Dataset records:

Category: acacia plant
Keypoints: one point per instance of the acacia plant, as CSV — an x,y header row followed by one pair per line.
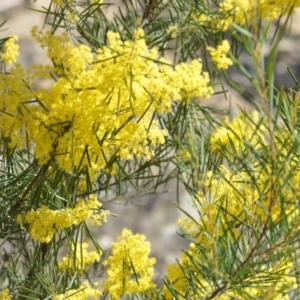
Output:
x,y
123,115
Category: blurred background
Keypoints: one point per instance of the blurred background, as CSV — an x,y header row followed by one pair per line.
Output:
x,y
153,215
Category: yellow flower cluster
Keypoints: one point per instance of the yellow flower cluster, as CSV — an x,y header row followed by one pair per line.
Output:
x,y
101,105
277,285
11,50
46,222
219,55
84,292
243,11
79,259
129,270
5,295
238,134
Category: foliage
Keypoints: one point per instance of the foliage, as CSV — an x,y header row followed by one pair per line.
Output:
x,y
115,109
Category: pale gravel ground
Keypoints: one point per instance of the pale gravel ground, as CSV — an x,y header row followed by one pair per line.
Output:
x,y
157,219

Your goal |
Repeat the data above exactly, but not the pictures.

Answer to the task |
Category: acacia plant
Keypoints: one point per instance of the acacia plant, as CSV — an x,y header row followed by one pair per line.
Output:
x,y
123,115
Category: blurred background
Keypoints: one point per instance of the blurred background, as CSV — an x,y header row followed by one pair per line.
Output:
x,y
153,215
Category: yellow flower cluster
Keypoints: one point per instance of the yellow flower cluster, as CSV — an x,y header row followed by one pair per line.
Output:
x,y
101,105
277,285
11,50
46,222
219,55
84,292
243,11
79,259
129,270
5,295
238,134
Category: foliage
Keypoints: one point per instance of the foliage, as CSV — an x,y header row followed by one pair per line.
Output:
x,y
115,109
Category: pale gravel ground
Keypoints: one point per instance of the pale gravel ground, as CSV — an x,y header row followed by one pair per line.
Output:
x,y
157,219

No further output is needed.